It’s hard to argue with Marks’ assessment. Life began to move quickly after she turned her attention back to surfing at the age of 10. The following year, she won the Under-12 Surfing America Prime, the U.S. top amateur title. At 13, she became the youngest competitor on the pro circuit.
Seventeen titles would follow, including back-to-back National Scholastic Surfing Association titles in 2014–2015, the 2015 and 2106 Vans U.S. Open Pro Junior Championships and the 2016 ISA Under-16 Championship.
In August 2016, the International Olympic Committee (IOC) approved the addition of surfing (as well as baseball/softball, karate, skateboarding and sports climbing) to the Olympic program for the Tokyo Games. Because all new disciplines added to the games must have events for men and women, women’s surfing, which had been building, was about to crest.
Marks broke out in 2018, her first year on the Championship Tour. She was named Rookie of The Year and finished with a world No. 7 ranking.
- - - -
■ What you should do ■
Update the stretch from "Seventeen titles would" through "ISA Under-16 Championship." in the passage on Marks's surfing rise so that "titles" reads "crowns" each time it appears.

■ Information provided ■
- - - -
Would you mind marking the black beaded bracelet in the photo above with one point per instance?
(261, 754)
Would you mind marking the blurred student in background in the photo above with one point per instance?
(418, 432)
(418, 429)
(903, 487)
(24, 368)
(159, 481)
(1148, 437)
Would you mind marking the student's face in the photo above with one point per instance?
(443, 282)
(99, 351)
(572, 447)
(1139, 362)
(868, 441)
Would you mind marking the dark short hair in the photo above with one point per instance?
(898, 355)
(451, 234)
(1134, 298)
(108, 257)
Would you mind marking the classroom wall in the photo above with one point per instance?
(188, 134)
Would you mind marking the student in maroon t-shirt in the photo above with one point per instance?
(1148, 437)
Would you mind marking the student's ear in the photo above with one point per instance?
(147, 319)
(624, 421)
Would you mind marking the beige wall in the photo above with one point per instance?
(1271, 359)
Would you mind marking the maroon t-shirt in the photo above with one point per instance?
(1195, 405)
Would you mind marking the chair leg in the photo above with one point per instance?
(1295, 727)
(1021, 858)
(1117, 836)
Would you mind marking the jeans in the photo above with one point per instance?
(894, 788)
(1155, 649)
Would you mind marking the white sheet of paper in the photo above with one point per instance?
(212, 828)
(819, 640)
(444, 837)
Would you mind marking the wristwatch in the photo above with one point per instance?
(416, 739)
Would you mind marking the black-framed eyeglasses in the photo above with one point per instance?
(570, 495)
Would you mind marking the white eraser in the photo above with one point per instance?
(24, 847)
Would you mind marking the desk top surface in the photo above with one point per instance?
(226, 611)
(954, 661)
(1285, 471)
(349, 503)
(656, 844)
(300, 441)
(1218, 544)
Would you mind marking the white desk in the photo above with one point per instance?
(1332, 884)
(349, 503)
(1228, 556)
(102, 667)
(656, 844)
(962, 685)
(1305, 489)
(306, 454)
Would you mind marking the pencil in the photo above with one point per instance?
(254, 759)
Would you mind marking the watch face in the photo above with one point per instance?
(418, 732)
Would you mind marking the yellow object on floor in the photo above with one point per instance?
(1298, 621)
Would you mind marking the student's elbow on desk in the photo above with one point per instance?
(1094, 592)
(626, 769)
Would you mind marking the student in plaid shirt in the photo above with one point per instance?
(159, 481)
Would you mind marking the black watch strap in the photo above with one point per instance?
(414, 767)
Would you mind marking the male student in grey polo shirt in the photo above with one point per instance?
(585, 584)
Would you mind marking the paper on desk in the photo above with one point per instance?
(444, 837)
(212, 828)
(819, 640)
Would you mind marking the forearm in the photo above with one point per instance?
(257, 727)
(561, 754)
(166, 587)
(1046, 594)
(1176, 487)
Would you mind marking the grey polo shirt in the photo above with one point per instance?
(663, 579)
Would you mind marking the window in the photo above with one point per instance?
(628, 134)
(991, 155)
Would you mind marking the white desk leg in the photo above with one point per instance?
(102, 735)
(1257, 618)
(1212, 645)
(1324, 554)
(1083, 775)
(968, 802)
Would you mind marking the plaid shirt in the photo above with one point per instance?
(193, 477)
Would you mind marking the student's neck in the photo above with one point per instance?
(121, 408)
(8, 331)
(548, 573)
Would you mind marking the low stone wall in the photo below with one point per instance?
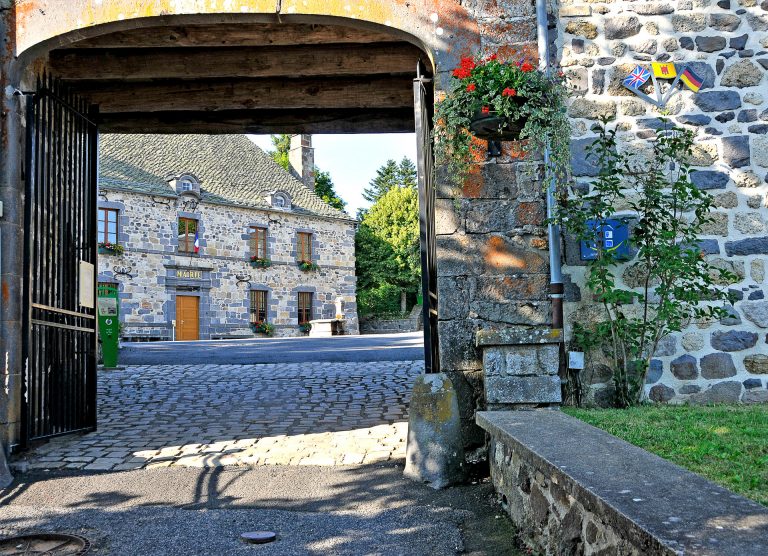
(412, 323)
(573, 489)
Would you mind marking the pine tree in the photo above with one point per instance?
(391, 175)
(324, 189)
(282, 144)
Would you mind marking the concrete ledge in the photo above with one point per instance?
(518, 336)
(575, 489)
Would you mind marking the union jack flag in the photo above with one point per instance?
(636, 79)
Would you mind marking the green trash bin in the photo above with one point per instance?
(109, 323)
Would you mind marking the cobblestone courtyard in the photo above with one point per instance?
(214, 415)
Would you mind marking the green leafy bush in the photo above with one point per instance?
(382, 300)
(672, 283)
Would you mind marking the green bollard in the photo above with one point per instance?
(109, 323)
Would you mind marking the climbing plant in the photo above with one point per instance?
(672, 282)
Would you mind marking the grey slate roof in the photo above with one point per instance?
(231, 168)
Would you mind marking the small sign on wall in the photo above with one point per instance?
(614, 235)
(87, 285)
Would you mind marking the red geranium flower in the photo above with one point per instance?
(461, 73)
(467, 63)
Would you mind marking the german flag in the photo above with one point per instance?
(664, 70)
(691, 80)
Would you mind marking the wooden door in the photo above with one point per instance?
(187, 317)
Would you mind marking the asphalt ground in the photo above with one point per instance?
(337, 349)
(345, 510)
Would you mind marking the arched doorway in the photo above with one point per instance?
(212, 76)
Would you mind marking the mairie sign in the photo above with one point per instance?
(662, 70)
(189, 273)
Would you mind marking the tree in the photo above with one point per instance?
(390, 175)
(282, 144)
(387, 243)
(324, 189)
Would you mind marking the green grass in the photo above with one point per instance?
(727, 444)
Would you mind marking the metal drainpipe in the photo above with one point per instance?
(555, 267)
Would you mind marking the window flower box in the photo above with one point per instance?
(257, 262)
(106, 248)
(263, 328)
(307, 266)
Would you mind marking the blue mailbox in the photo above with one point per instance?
(614, 235)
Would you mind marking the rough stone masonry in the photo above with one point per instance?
(726, 43)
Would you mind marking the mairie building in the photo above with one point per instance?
(207, 237)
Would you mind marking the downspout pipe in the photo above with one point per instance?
(556, 288)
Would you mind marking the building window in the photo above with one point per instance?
(258, 306)
(189, 241)
(108, 226)
(304, 252)
(305, 307)
(258, 242)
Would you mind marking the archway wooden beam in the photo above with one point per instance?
(246, 34)
(398, 120)
(216, 95)
(234, 62)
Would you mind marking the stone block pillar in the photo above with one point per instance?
(520, 367)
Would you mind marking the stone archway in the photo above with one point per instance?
(85, 40)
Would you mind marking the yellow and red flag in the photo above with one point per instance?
(691, 80)
(665, 70)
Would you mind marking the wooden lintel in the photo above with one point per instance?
(202, 63)
(210, 95)
(249, 34)
(262, 122)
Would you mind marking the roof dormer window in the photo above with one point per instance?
(279, 200)
(184, 184)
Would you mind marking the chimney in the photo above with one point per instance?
(302, 159)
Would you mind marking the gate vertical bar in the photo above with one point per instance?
(60, 341)
(425, 168)
(30, 151)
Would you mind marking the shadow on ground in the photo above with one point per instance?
(342, 510)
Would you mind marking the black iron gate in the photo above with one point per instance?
(60, 264)
(423, 99)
- - - -
■ Correct response ■
Seventeen crowns would follow, including back-to-back National Scholastic Surfing Association crowns in 2014–2015, the 2015 and 2106 Vans U.S. Open Pro Junior Championships and the 2016 ISA Under-16 Championship.